Dataset records about object locations.
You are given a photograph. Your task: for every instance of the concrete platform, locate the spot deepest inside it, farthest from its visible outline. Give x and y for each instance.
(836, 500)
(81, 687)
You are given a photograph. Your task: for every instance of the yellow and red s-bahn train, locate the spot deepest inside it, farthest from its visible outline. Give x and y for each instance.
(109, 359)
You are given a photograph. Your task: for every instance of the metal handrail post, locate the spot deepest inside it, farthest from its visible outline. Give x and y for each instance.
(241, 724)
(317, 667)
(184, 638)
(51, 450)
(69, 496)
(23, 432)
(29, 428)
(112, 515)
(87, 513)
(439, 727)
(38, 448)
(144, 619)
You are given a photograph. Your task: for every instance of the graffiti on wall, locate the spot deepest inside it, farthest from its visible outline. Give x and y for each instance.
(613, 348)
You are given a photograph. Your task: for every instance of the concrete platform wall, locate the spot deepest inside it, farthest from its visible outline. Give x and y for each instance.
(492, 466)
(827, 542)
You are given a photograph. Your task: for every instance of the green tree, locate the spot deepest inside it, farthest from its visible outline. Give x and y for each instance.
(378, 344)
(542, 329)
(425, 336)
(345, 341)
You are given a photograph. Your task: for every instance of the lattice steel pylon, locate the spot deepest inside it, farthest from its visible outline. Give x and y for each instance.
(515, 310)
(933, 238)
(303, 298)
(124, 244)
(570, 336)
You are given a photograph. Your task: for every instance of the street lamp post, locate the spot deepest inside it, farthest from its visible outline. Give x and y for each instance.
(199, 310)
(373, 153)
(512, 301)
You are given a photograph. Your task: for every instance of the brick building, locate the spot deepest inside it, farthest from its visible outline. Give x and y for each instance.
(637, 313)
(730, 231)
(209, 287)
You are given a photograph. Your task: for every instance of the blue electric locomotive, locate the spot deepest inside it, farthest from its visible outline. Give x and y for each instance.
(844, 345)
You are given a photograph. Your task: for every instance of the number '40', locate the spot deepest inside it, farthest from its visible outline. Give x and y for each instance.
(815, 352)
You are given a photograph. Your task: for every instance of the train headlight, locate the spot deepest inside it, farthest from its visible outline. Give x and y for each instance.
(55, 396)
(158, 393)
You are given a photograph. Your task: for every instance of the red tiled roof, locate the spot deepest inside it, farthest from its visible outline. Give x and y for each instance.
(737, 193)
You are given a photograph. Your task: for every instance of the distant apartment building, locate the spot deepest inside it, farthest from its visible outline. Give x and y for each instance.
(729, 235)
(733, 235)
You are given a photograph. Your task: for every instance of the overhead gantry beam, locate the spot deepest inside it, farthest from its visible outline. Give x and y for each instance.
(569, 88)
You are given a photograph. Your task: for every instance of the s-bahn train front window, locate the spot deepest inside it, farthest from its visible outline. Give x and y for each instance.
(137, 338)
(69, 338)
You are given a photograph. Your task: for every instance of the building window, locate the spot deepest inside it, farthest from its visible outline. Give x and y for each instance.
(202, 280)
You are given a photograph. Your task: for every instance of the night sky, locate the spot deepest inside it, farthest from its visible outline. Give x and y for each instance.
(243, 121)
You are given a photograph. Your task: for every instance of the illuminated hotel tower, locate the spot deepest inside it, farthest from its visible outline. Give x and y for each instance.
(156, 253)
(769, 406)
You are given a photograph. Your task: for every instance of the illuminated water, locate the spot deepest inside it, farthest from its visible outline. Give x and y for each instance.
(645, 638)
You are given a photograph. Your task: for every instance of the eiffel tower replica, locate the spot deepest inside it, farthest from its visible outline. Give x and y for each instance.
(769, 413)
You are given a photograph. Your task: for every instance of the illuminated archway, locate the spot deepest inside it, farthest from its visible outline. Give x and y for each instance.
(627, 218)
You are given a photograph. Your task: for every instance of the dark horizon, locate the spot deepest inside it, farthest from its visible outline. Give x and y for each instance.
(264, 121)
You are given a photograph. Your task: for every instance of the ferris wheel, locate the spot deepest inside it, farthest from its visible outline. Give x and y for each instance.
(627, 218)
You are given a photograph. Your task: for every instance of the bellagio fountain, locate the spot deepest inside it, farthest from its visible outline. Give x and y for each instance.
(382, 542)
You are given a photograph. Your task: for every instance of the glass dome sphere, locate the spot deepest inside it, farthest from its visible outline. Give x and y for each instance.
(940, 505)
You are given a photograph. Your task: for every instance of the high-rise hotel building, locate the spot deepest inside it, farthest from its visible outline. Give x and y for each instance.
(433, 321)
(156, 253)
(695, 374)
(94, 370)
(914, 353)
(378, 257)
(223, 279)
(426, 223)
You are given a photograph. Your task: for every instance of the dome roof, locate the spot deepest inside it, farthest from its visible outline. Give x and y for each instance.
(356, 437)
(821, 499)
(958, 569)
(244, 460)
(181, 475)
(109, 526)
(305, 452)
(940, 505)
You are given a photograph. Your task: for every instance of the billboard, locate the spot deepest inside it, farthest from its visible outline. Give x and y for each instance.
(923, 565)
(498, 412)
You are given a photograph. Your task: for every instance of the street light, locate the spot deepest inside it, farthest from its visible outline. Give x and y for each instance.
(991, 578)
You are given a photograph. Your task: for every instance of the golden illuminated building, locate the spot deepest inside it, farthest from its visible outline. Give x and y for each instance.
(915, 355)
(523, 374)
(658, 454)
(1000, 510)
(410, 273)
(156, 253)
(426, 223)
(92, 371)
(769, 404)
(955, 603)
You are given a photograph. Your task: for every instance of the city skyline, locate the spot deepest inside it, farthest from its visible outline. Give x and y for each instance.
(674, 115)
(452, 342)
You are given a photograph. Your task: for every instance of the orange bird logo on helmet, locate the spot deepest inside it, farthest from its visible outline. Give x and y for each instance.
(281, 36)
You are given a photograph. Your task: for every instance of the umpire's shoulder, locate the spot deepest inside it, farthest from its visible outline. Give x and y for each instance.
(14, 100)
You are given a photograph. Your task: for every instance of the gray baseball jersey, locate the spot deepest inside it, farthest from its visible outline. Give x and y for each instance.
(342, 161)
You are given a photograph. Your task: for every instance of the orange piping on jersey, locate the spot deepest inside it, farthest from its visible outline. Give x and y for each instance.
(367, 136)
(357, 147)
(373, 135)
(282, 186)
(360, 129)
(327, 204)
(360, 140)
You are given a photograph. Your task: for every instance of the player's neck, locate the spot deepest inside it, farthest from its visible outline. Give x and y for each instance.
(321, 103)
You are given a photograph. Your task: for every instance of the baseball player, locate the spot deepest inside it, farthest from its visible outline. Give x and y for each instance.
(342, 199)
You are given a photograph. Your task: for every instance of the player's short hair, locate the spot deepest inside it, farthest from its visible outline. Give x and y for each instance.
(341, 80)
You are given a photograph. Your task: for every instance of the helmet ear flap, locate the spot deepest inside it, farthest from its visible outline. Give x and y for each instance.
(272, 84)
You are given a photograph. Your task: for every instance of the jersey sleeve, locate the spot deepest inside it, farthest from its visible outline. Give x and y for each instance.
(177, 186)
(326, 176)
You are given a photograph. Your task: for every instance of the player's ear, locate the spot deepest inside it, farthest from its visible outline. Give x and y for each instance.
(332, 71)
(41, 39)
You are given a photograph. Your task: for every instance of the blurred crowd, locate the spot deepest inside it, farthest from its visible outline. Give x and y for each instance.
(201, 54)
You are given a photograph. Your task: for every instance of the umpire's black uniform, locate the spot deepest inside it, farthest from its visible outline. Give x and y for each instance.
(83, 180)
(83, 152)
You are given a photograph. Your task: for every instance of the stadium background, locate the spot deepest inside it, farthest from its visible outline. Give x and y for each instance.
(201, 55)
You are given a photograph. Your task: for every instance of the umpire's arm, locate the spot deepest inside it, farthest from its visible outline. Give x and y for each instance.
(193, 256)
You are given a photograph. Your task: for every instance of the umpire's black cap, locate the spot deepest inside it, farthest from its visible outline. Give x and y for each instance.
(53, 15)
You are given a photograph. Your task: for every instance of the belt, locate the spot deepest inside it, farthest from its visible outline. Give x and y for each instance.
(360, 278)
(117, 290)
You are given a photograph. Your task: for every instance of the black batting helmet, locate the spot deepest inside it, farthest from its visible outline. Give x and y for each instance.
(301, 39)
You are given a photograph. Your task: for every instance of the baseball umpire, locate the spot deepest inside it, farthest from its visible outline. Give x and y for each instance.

STATED EXERCISE. Set down, word for word, every line from the line that holds "umpire's arm, locate" to the end of the entries above, including both ends.

REPLY TO THE EXERCISE.
You are given a photograph. Your task: for every instance of the umpire's arm, locate the spot deepest inside it, farthest from its visible outline. Give x and y for each instance.
(193, 256)
You are given a photograph. Your task: for every instance of the umpire's black cap, locate the spot deepest inside it, farthest from its visible outline. Give x and y for each instance.
(53, 15)
You are given a photograph. Your task: for every instance of the belt, locate the spot deepest inside it, farthest from its visible outline. Give x and y for each instance.
(360, 278)
(117, 290)
You are given a photograph. Your task: for every instance of the black batting helmet, locate the spot deepest inside it, farthest from its visible outline. Give x and y for each instance.
(301, 39)
You are given a photograph. Your task: for every instance of the baseball umpire, locate the spot deepest inside it, farthest from its visible outline. Give x and y for each instance.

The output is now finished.